Arrange the data below as a Markdown table with the columns Row and Entry. Give each line its own numbered row and leave out blank lines.
— begin Records provided —
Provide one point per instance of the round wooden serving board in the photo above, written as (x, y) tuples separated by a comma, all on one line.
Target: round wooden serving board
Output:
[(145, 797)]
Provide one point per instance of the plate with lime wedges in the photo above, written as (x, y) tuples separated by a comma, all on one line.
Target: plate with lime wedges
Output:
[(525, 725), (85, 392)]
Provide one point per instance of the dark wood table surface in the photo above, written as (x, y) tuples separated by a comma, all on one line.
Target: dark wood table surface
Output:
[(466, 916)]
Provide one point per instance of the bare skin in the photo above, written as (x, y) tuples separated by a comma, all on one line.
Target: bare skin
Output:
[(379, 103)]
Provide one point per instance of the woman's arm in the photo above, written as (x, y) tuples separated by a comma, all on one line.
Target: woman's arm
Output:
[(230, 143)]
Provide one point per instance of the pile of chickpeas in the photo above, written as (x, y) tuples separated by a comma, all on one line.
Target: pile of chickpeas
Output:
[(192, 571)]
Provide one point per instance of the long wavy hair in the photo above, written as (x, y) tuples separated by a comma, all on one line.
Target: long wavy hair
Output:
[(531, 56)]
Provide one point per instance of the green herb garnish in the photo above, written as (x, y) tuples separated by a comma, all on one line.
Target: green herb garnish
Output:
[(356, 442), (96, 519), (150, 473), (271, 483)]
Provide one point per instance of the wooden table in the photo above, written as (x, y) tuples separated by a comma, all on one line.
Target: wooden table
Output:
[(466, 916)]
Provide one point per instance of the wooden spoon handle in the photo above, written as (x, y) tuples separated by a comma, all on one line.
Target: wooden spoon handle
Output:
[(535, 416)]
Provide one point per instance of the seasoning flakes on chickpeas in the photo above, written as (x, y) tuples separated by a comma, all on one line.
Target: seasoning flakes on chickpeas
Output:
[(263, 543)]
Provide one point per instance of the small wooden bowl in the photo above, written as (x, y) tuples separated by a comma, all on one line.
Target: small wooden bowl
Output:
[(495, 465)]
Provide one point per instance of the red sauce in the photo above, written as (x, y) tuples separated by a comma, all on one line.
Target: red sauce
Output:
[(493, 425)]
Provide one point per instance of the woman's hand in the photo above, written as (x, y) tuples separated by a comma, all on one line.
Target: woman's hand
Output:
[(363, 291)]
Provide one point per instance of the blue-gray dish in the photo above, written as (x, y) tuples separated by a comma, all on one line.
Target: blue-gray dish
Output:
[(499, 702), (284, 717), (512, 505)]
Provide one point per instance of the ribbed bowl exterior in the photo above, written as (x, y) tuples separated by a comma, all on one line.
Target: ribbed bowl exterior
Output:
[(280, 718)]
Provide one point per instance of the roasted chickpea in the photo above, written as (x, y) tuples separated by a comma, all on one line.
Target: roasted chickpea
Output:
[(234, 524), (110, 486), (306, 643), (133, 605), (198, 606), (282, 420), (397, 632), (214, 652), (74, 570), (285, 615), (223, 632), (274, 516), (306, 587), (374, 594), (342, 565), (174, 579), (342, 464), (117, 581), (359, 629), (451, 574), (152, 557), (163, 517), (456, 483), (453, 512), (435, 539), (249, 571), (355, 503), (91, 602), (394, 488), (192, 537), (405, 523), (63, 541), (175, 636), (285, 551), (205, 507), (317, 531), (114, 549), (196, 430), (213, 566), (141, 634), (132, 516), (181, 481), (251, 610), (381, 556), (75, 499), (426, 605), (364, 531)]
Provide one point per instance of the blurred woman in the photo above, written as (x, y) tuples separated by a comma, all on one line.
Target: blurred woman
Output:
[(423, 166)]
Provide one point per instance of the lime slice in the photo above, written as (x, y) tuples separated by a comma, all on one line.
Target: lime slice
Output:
— end Records provided —
[Task output]
| Row | Entry |
|---|---|
| 1 | Provide one point per instance of the round wooden serving board in the photo above, written as (x, y) tuples separated by a comma, all on one line. |
| 2 | Target: round wooden serving board |
| 3 | Output: |
| 4 | [(145, 797)] |
| 5 | Provide one point per instance of the plate with lime wedges in the photo above, written as (x, y) tuples separated by a comma, all on one line. |
| 6 | Target: plate with lime wedges |
| 7 | Output: |
| 8 | [(525, 725), (85, 392)] |
| 9 | Provide one point per instance of the dark wood table surface in the photo above, written as (x, y) tuples separated by a comma, all on one line. |
| 10 | Target: dark wood table surface |
| 11 | Output: |
| 12 | [(466, 916)] |
| 13 | Provide one point per instance of the bare skin in the photo above, written as (x, y) tuples separated by a comma, all on one line. |
| 14 | Target: bare skin |
| 15 | Output: |
| 16 | [(379, 103)] |
| 17 | Provide one point per instance of the woman's arm in the photo above, written as (x, y) tuples separated by a comma, all on one line. |
| 18 | Target: woman's arm |
| 19 | Output: |
| 20 | [(230, 143)] |
| 21 | Provide one point per instance of the pile of chickpeas in the photo above, written as (x, y) tuples separated by a comma, all on one line. |
| 22 | Target: pile of chickpeas |
| 23 | Output: |
| 24 | [(192, 571)] |
| 25 | Provide one point per instance of the long wavy hair in the photo above, written as (x, y) tuples separated by a comma, all on one line. |
| 26 | Target: long wavy hair |
| 27 | Output: |
| 28 | [(531, 56)] |
| 29 | Provide one point per instance of the green herb garnish in the photo above, written as (x, y) tuples separated by a comma, all on one line. |
| 30 | Target: green herb garnish |
| 31 | Output: |
| 32 | [(356, 442), (96, 519), (150, 473), (271, 483)] |
| 33 | Provide one point per instance of the wooden table in the photo above, written as (x, y) tuples separated by a comma, all on one line. |
| 34 | Target: wooden table |
| 35 | Output: |
| 36 | [(466, 916)] |
| 37 | Provide one point per instance of the wooden spoon handle in the photo above, written as (x, y) tuples separated by a comma, all on one line. |
| 38 | Target: wooden spoon handle |
| 39 | Output: |
| 40 | [(535, 416)] |
| 41 | Provide one point per instance of the seasoning flakes on chickpeas in the photo above, written as (x, y) tuples separated by a comma, all on one line. |
| 42 | Target: seasoning flakes on chickpeas |
| 43 | Output: |
| 44 | [(263, 543)] |
| 45 | Provide one point per instance of the small wooden bowl in the photo above, written as (x, y) tuples separated by a comma, all on one line. |
| 46 | Target: small wooden bowl |
| 47 | Output: |
| 48 | [(495, 465)] |
| 49 | Provide one point per instance of the red sauce in the photo above, written as (x, y) tuples separated by a comma, all on one line. |
| 50 | Target: red sauce |
| 51 | Output: |
| 52 | [(493, 425)] |
| 53 | Provide one point per instance of the woman's hand in the photo above, written as (x, y) tuples separated by a comma, all on one line. |
| 54 | Target: woman's hand |
| 55 | Output: |
| 56 | [(363, 291)] |
| 57 | Provide one point per instance of the blue-gray dish in the photo above, written as (x, y) tuples separated by a comma, all on one line. |
| 58 | Target: blue-gray dish |
| 59 | Output: |
| 60 | [(499, 702), (284, 717), (512, 505)] |
| 61 | Provide one point per instance of the ribbed bowl exterior in the photo above, written as (x, y) tuples separated by a comma, all on one line. |
| 62 | Target: ribbed bowl exterior |
| 63 | Output: |
| 64 | [(280, 718)] |
| 65 | Provide one point per instance of the roasted chickpea in the photo above, written as (x, y) tuples separated by a comma, all on one line. |
| 66 | Target: roasted chickpea |
| 67 | Output: |
| 68 | [(234, 524), (110, 486), (306, 643), (133, 605), (198, 606), (282, 420), (397, 632), (214, 652), (74, 570), (285, 615), (223, 632), (274, 516), (306, 587), (374, 594), (342, 565), (174, 579), (342, 464), (117, 581), (359, 629), (451, 574), (152, 557), (163, 517), (456, 483), (453, 512), (435, 539), (249, 571), (355, 503), (91, 602), (394, 488), (192, 537), (405, 523), (63, 541), (175, 636), (285, 551), (205, 507), (317, 531), (114, 549), (196, 430), (213, 566), (141, 634), (132, 516), (181, 481), (251, 610), (381, 556), (75, 499), (426, 605), (364, 531)] |
| 69 | Provide one point per instance of the blurred woman in the photo above, written as (x, y) tuples separated by a comma, all on one line. |
| 70 | Target: blurred woman |
| 71 | Output: |
| 72 | [(423, 166)] |
| 73 | Provide one point per instance of the lime slice in the photo above, written as (x, y) tuples separated by a comma, all on one line. |
| 74 | Target: lime slice |
| 75 | Output: |